▶ Required action
Look through the material below and copy every line containing the word "surface".

[Opening Records for this task section]

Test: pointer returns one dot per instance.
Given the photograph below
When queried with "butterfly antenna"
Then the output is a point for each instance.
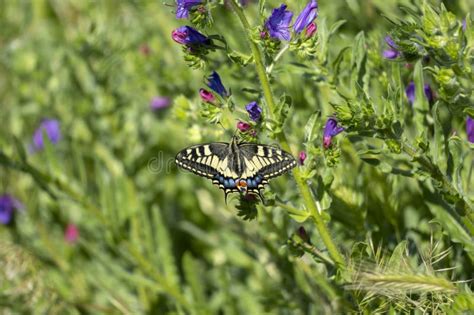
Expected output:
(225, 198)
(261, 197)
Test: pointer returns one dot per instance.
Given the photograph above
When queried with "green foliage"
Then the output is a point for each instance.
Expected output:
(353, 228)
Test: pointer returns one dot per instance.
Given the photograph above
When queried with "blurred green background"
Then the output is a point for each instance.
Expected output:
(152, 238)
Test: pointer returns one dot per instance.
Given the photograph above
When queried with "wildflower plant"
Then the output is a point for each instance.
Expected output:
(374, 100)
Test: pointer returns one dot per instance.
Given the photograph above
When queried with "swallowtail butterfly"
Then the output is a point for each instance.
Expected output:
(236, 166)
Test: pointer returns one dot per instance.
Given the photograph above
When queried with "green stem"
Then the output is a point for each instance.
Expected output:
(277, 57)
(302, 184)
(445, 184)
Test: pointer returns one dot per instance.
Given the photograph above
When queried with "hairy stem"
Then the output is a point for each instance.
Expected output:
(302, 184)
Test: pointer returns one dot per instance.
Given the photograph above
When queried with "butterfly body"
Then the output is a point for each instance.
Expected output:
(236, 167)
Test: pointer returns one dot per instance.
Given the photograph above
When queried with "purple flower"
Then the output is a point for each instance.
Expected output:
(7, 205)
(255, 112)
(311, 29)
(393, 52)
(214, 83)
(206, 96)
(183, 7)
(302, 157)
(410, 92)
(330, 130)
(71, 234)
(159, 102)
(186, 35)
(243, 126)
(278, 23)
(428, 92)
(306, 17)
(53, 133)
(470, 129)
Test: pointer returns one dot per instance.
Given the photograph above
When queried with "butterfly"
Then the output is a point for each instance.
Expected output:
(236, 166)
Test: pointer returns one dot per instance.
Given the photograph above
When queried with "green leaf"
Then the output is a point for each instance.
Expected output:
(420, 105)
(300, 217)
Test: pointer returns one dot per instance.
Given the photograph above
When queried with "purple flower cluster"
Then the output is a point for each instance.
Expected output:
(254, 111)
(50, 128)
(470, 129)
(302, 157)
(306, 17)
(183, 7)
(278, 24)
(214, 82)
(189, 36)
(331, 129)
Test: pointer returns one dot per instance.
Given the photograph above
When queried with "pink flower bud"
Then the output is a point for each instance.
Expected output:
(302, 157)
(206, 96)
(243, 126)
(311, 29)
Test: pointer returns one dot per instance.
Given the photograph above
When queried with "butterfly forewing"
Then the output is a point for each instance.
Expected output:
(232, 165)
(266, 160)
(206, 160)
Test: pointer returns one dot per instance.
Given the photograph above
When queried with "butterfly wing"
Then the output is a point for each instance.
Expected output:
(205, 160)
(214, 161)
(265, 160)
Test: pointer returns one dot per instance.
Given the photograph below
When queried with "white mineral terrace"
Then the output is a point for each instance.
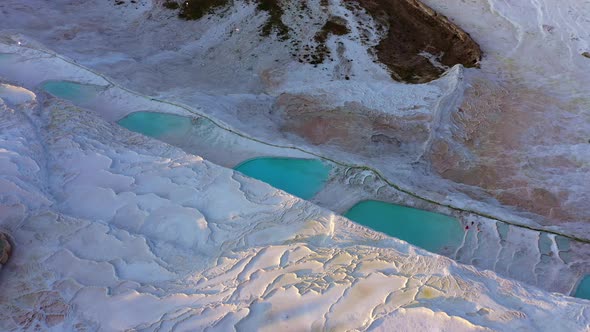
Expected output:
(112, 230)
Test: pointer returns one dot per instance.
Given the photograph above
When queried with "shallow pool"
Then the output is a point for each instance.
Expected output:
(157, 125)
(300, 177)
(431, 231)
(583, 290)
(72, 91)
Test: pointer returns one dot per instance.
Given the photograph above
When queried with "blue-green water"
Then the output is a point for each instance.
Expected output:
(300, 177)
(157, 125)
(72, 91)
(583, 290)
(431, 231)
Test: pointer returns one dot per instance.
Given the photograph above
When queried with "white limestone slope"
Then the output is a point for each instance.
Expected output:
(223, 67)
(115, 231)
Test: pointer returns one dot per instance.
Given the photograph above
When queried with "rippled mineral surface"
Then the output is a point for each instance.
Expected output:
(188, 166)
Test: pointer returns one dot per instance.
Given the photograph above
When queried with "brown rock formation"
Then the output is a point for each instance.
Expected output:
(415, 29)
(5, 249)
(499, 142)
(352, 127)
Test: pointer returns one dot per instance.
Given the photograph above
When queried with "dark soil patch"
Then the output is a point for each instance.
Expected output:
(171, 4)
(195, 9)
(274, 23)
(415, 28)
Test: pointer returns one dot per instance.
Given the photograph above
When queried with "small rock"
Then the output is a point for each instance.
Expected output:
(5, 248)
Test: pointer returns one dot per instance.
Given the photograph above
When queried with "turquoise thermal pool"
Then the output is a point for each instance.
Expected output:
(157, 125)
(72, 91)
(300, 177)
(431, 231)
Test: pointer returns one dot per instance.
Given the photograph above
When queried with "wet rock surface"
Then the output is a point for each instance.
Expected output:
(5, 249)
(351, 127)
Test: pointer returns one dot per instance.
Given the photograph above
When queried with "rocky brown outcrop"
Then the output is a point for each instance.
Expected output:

[Closing Records for this task section]

▶ Written answer
When queried with "rippled mineral surface"
When queried with "wet rock surface"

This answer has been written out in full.